• _Directions for this task_
According to the forum thread on keeping a context manager open across function calls, what happens when the generator approach is tried?

• _Provided passage_
--- BEGIN ---

I have tried converting "do_stuff" into a generator, such that its state is suspended and perhaps causing the context-manager to stay open:
def do_stuff(device, return_handle=False):
with manager(device) as conn:
output = conn.send_command("show ip route")
#process output...
if return_handle:
yield (processed_output, conn)
else:
yield processed_output
And calling it as such:
def do_more_stuff(device):
gen = do_stuff(device, return_handle=True)
data, conn = next(gen)
output = conn.send_command("show users")
#process output...
return processed_output
However this approach does not seem to be working in my case, as the context-manager gets closed, and I get back a closed socket.
Is there a better way to approach this problem? Maybe my generator needs some more work...I think using a generator to hold state is the most "obvious" way that comes to mind, but overall should I be looking into another way of keeping the session open across function calls?
Thanks
I found this question because I was looking for a solution to an analogous problem where the object I wanted to keep alive was a pyvirtualdisplay.display.Display instance with selenium.webdriver.Firefox instances in it.
I also wanted any opened resources to die if an exception were raised during the display/browser instance creations.
I imagine the same could be applied to your database connection.
I recognize this probably only a partial solution and contains less-than-best practices. Help is appreciated.

--- END ---

• _Raw records_
--- BEGIN ---

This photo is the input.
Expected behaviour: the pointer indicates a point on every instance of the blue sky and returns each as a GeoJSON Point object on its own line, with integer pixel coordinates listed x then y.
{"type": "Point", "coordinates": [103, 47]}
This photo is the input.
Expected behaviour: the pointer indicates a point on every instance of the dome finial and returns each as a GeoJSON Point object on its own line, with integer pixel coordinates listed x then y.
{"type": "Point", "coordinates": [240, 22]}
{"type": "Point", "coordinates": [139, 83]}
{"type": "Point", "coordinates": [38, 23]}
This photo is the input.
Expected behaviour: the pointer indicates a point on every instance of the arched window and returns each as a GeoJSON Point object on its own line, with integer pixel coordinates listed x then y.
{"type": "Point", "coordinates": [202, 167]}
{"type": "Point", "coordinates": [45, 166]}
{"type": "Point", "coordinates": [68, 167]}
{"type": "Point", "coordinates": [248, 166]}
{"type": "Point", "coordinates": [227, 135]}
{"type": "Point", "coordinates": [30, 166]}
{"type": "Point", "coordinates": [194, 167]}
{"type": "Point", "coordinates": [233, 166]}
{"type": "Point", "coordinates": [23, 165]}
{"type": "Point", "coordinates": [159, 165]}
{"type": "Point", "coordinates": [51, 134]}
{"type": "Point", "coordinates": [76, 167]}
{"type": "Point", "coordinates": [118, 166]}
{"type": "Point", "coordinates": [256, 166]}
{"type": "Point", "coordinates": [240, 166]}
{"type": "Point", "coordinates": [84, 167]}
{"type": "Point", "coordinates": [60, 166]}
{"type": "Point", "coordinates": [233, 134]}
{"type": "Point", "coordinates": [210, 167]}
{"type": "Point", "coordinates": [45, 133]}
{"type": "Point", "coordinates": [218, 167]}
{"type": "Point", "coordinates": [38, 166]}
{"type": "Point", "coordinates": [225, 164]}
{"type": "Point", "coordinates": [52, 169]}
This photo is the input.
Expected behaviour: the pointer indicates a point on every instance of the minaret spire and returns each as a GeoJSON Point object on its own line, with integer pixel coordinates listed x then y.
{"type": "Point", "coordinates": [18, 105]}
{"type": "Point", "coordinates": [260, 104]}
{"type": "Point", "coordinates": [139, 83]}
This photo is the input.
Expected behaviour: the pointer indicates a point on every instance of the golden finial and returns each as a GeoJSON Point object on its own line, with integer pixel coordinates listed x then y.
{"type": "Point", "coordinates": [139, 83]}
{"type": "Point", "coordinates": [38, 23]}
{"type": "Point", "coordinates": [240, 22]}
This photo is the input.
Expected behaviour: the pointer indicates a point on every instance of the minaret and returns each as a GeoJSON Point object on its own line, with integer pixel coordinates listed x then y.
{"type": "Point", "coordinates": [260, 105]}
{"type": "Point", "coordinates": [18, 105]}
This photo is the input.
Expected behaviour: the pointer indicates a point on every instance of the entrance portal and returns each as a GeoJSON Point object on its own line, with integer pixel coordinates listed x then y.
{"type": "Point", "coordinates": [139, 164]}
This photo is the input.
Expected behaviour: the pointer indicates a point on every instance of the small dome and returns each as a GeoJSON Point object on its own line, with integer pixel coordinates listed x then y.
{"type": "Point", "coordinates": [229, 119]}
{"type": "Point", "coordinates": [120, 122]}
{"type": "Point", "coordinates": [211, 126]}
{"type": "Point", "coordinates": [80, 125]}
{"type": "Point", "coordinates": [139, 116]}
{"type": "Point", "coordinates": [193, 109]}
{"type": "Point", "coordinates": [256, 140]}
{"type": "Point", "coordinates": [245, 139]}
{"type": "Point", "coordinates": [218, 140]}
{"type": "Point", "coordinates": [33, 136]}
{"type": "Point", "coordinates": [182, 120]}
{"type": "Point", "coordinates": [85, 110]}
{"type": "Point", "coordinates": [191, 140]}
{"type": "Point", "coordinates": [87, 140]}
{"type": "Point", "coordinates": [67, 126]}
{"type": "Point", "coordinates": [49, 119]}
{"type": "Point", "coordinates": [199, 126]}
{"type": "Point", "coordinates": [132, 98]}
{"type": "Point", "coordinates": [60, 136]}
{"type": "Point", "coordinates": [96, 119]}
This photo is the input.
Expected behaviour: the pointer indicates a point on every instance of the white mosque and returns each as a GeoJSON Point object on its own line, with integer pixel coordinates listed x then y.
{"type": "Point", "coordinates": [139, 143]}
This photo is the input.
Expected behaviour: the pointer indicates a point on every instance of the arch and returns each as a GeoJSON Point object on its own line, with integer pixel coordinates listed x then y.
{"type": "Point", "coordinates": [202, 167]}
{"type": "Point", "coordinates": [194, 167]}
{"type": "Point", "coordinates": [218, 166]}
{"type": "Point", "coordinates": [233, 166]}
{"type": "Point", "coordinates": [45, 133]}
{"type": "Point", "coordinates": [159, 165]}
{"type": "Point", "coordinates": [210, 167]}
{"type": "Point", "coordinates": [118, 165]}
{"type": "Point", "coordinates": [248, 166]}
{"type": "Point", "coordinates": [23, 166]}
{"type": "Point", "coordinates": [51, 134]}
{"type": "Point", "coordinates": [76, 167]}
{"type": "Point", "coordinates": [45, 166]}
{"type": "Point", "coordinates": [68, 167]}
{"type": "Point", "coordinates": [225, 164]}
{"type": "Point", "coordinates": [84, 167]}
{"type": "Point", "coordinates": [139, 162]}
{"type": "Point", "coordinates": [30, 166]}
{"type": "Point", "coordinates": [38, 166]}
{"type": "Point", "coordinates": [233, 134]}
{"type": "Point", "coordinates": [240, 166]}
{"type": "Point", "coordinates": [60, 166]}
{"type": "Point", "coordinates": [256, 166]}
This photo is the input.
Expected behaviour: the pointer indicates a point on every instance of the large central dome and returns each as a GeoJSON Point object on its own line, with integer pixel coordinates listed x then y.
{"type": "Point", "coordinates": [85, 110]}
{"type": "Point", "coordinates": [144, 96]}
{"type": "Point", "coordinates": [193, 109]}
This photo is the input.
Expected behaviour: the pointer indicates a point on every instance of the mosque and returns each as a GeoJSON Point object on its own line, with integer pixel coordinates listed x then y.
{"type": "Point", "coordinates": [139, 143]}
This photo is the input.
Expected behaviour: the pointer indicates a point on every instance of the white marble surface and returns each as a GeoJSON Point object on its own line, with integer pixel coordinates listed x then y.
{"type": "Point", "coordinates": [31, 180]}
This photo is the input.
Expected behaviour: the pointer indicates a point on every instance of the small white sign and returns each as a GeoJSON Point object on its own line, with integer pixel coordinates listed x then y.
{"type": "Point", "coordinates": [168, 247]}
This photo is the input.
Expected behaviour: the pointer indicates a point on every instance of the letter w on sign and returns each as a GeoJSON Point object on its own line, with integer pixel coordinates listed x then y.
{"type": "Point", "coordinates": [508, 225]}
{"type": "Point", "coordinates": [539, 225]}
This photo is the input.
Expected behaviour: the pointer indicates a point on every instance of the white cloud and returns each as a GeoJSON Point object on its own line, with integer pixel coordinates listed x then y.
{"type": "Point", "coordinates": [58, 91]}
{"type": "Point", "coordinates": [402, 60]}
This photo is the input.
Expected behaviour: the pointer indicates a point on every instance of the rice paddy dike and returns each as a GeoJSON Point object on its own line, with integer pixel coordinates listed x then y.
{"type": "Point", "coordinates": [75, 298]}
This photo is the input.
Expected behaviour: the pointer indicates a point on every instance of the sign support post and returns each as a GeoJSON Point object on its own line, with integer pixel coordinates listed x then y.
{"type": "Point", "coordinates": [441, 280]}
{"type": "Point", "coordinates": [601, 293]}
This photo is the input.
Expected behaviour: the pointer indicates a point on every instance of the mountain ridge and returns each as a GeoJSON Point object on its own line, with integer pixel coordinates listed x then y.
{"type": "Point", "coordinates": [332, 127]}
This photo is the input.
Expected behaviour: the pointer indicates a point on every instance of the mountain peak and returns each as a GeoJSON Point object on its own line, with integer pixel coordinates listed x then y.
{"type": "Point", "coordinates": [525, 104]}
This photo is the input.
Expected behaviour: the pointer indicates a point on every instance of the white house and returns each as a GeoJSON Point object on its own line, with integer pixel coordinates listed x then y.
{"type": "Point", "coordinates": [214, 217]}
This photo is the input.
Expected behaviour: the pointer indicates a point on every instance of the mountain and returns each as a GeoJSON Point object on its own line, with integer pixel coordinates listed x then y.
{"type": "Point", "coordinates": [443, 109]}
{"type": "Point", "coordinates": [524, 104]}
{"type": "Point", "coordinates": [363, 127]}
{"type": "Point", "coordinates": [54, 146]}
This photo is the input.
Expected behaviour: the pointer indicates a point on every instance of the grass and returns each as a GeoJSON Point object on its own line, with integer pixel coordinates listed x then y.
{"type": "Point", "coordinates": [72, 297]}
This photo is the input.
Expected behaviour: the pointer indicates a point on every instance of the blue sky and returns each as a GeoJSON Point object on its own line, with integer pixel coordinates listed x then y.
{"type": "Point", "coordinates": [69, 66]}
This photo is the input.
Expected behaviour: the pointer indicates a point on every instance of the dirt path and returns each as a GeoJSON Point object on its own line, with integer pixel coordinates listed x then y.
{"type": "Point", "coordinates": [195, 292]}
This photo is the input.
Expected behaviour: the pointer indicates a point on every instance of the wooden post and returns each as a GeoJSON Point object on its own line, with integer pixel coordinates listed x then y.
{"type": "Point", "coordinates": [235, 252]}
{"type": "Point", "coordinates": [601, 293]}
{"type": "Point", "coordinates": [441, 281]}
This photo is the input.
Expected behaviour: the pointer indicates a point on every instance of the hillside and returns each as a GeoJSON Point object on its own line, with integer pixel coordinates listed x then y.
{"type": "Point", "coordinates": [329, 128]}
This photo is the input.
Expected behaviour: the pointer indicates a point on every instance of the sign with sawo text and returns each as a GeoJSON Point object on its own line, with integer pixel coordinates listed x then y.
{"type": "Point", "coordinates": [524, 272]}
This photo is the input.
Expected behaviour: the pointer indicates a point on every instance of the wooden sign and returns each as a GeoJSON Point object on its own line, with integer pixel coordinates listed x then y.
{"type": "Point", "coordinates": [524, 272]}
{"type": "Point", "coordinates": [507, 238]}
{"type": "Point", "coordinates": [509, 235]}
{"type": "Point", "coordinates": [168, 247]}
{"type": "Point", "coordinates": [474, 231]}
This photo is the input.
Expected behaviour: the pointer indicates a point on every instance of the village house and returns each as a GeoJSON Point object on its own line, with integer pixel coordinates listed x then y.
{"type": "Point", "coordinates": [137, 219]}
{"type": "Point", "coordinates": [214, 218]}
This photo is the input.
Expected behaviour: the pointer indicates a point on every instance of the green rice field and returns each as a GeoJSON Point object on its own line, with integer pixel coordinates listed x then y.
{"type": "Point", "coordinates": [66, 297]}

--- END ---

• _The response_
The context manager gets closed, and a closed socket is returned.